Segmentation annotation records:
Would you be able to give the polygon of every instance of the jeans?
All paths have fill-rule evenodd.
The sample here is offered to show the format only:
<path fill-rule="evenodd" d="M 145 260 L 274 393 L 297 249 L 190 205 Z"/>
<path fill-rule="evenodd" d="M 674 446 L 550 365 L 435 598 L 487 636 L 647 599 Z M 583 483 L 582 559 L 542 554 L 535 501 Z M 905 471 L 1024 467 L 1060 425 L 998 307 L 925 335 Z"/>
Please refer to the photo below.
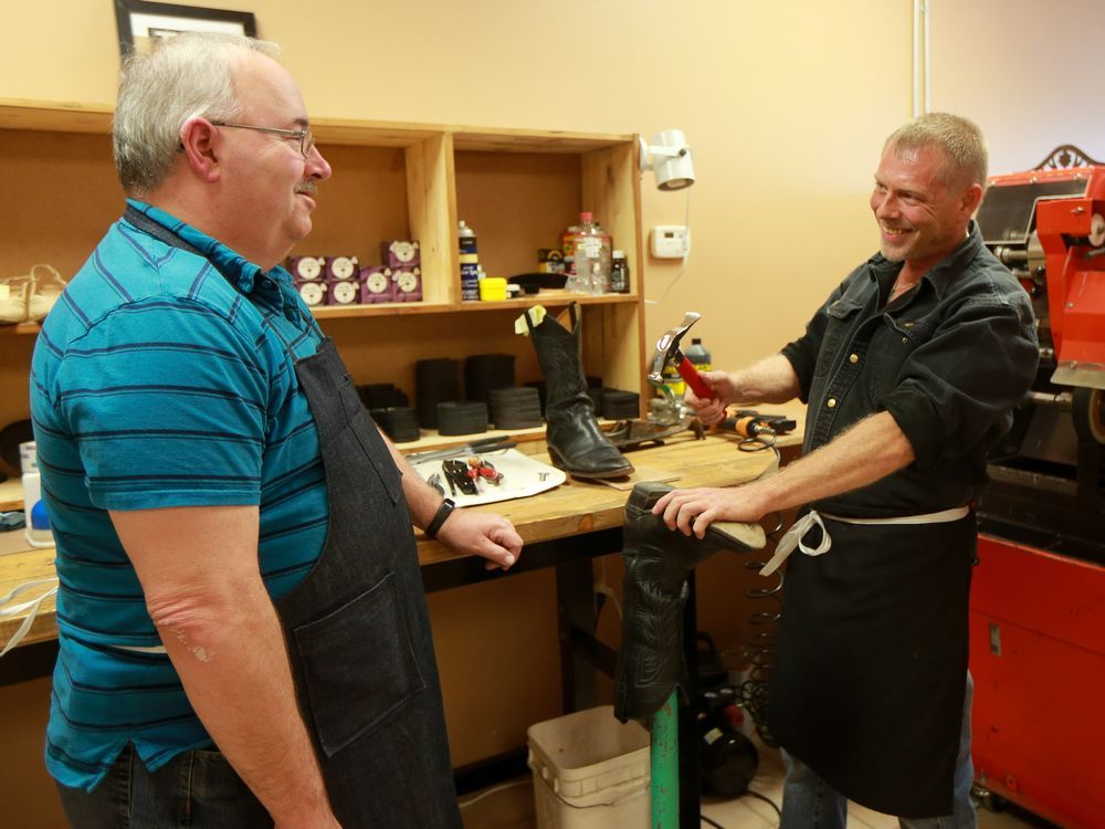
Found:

Aim of the task
Copy out every item above word for word, but leave out the pictures.

Output for this task
Would you be able to give the polygon of every instance of the jeans?
All paths have fill-rule evenodd.
The sample here is offered to show the format only:
<path fill-rule="evenodd" d="M 145 260 L 274 393 L 297 249 L 190 205 Z"/>
<path fill-rule="evenodd" d="M 674 446 L 550 365 L 435 598 L 487 636 L 647 599 Z M 583 483 L 582 559 L 542 554 L 535 501 Z M 905 471 L 1024 467 L 1060 425 L 998 307 L 925 335 Z"/>
Please refer to the photo below.
Found:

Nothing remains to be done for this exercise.